[[ Passage shown, beginning ]]

Ah free speech. I can’t get over the fact, having worked as a child in a hardware store my dad ran, we would not sell any of the dangerous stuff there to kids. We would not sell spray paint to kids. So the gun dealer says he’s heartbroken at having sold an assault rifle to the 18-year-old who killed 10 in Buffalo. All the paperwork went through fine. Spray paint and pocket knives, no. Assault rifle yes. The country is crazier than the kid is.
Technology and social media certainly exacerbate the substantive problems, and i heard your point that yours is a media blog, but I want to point out that when the modern means amplify the problems, they also make them harder to dodge. (I have felt similarly about the phenomenon of Donald Trump — he heightens the danger, in my opinion, but he also exposes it more clearly and widely.) So, if the development of tech and social media make things worse, perhaps they also put more pressure on us to do something about the underlying problems.

[[ Passage shown, end ]]
[[ Extracted records, beginning ]]

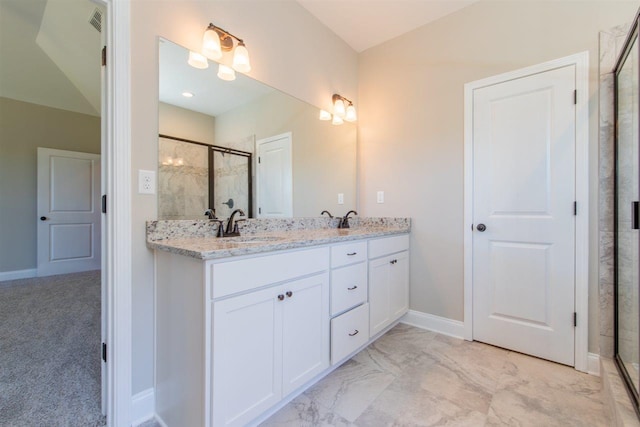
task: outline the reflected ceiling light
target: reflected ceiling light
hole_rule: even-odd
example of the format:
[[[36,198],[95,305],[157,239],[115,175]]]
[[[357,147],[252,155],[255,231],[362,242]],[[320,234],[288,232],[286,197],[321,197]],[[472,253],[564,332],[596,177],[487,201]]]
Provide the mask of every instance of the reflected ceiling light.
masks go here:
[[[331,113],[327,110],[320,110],[320,120],[331,120]]]
[[[218,66],[218,77],[228,82],[236,79],[236,73],[232,68],[227,67],[224,64]]]
[[[187,63],[193,68],[198,68],[200,70],[209,68],[209,61],[207,61],[207,57],[192,50],[189,51],[189,60]]]
[[[237,42],[235,50],[233,48],[234,39]],[[202,55],[215,61],[222,58],[223,52],[231,52],[232,50],[234,51],[233,69],[240,71],[241,73],[248,73],[251,71],[249,51],[247,50],[247,46],[245,46],[244,41],[227,30],[223,30],[213,24],[209,24],[204,32],[204,36],[202,36]],[[218,71],[218,75],[219,74],[220,71]]]

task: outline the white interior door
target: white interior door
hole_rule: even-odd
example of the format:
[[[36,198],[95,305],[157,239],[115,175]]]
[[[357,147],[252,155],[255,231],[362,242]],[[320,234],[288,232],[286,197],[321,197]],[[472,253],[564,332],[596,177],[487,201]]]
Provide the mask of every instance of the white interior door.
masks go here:
[[[38,276],[101,267],[100,155],[38,148]]]
[[[574,365],[575,65],[473,91],[473,338]]]
[[[259,218],[293,216],[291,133],[256,141],[258,153],[257,206]]]

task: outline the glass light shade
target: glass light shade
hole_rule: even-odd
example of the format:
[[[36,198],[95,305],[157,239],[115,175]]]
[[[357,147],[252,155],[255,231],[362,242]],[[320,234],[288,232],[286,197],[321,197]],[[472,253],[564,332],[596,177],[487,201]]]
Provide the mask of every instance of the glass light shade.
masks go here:
[[[356,115],[356,107],[353,104],[349,104],[347,107],[347,112],[345,113],[344,119],[348,122],[355,122],[358,120],[358,116]]]
[[[344,101],[342,99],[337,99],[333,104],[333,115],[343,118],[346,114]]]
[[[191,50],[189,51],[189,60],[187,61],[187,63],[193,68],[198,68],[200,70],[209,68],[209,61],[207,61],[207,58],[204,55],[198,52],[193,52]]]
[[[232,68],[227,67],[224,64],[220,64],[218,67],[218,77],[228,82],[236,79],[236,73]]]
[[[222,58],[222,49],[220,48],[220,36],[213,28],[207,28],[202,37],[202,54],[209,59]]]
[[[331,113],[327,110],[320,110],[320,120],[331,120]]]
[[[251,61],[249,60],[249,51],[244,43],[239,43],[233,51],[233,68],[241,73],[251,71]]]

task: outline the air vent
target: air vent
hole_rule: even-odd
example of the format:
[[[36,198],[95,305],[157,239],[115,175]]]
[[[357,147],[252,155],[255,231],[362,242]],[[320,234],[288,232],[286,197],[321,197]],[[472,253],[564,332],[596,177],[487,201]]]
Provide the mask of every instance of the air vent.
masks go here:
[[[96,8],[93,11],[91,17],[89,18],[89,24],[91,24],[93,28],[98,30],[99,33],[102,32],[102,11],[100,9]]]

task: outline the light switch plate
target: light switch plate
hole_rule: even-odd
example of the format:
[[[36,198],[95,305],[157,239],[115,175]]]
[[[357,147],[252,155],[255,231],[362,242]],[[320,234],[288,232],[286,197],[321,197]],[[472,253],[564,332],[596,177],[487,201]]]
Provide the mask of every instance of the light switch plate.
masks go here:
[[[156,173],[154,171],[138,170],[138,193],[156,194]]]

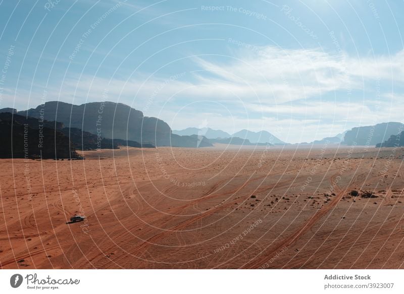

[[ Extracted records, end ]]

* Work to be completed: In the comments above on gun sales and social media, list every specific product named as being sold or refused for sale.

* Output below: Spray paint, pocket knives, assault rifle